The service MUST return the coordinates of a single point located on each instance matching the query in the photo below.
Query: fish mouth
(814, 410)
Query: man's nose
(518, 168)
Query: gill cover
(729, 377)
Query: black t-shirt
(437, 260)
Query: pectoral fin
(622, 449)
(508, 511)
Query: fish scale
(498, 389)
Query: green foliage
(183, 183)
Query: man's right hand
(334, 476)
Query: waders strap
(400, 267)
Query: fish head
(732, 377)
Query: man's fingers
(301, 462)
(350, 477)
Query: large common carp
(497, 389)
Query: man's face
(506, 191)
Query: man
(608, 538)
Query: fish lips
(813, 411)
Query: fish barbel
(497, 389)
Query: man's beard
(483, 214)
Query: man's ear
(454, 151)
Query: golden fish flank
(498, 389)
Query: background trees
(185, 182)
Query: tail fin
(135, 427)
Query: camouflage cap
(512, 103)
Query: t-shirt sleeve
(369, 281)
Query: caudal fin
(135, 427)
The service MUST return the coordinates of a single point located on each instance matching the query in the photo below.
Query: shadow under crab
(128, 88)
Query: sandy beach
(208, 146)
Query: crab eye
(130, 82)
---+---
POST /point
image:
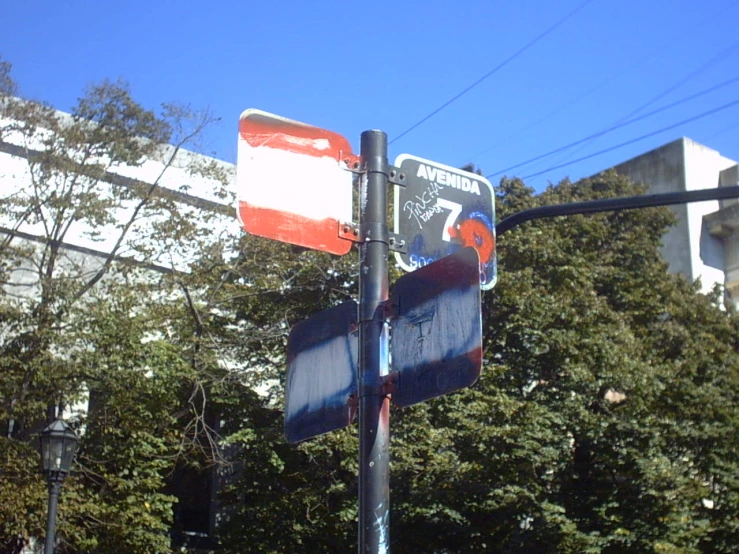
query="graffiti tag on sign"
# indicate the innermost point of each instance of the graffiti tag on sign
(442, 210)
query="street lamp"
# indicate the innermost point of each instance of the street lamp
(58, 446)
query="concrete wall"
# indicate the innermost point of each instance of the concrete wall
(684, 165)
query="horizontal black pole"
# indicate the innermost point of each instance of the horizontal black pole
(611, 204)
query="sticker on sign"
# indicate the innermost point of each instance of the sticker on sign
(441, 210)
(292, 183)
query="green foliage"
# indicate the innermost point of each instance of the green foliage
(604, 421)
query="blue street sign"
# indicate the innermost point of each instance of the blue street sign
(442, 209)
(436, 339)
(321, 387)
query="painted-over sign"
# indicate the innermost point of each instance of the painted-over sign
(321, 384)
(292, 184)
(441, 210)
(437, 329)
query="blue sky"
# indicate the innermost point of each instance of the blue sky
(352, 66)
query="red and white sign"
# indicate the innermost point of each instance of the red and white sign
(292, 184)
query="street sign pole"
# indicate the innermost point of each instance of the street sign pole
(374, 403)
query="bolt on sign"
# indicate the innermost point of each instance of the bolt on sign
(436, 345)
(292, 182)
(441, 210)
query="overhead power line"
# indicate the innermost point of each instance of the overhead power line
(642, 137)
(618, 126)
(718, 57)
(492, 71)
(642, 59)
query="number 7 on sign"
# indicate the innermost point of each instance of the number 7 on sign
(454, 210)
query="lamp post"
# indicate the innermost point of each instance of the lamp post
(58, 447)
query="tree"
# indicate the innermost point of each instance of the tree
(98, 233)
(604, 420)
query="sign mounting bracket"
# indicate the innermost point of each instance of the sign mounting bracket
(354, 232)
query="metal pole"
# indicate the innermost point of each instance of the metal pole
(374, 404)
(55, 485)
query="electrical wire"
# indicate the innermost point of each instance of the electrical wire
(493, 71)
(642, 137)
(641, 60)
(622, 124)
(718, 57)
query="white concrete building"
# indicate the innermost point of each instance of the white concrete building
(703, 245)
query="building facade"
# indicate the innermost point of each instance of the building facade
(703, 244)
---+---
Task directions:
How many lines in the entries above contain the string "metal"? Case counts. Reply with the number alone.

Result:
2